• _Supplied material_:

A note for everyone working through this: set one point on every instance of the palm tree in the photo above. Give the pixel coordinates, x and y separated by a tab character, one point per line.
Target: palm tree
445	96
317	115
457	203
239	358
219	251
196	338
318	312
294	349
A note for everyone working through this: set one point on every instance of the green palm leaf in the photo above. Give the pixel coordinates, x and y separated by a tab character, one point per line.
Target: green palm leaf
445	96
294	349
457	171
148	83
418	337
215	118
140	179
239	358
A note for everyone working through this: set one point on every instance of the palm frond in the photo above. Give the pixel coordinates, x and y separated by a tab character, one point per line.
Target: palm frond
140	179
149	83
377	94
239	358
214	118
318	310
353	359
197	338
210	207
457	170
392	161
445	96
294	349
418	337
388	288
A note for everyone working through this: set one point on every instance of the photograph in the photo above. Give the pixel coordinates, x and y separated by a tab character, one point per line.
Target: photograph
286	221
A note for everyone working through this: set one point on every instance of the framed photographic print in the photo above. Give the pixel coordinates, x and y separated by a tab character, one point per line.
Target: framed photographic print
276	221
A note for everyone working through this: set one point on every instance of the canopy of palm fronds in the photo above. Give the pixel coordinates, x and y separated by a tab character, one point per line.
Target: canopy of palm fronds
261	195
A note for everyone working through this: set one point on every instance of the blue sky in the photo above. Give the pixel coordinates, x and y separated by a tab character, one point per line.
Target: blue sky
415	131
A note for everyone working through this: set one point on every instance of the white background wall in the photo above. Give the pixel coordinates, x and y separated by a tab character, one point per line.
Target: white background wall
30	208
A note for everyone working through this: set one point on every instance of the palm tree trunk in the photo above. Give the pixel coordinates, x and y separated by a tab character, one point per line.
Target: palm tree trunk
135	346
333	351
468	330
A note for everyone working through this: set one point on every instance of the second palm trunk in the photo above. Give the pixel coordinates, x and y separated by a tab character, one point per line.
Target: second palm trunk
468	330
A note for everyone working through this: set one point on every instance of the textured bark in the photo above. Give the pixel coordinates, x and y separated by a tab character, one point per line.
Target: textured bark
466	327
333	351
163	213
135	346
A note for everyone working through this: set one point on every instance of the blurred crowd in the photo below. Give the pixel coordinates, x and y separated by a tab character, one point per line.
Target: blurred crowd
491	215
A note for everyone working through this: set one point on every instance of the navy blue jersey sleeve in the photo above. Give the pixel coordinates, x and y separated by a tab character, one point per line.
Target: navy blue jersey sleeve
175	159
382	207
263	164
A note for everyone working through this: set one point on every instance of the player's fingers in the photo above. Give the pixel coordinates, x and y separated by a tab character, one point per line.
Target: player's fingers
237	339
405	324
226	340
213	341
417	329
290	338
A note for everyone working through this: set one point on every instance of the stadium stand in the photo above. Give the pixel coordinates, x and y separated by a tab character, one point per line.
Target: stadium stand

• _Task brief_: Include both ends. Return the line holding "Target: blurred crowd" and all lines after it in the records above, exactly as written.

• _Solved problem_:
Target: blurred crowd
491	215
A note for everyone working through this: set one point on every instance of the navy blue jersey sleeve in the photo above. Give the pixel coordinates, x and y separated by a tab character, one point per line.
Target: navy blue jersey sleeve
175	159
382	207
263	164
A note for everyone working through this: set one point on every instance of the player's fingers in the photo above. Give the pixel coordinates, x and y separated by a tab character, one point per line.
Target: player's fingers
237	339
405	324
226	340
213	341
417	329
290	338
A note for everyone working through this: set one point on every instance of the stadium stand in the photo above. Give the pixel coordinates, x and y separated by a tab character, one point per line.
Target: stadium stand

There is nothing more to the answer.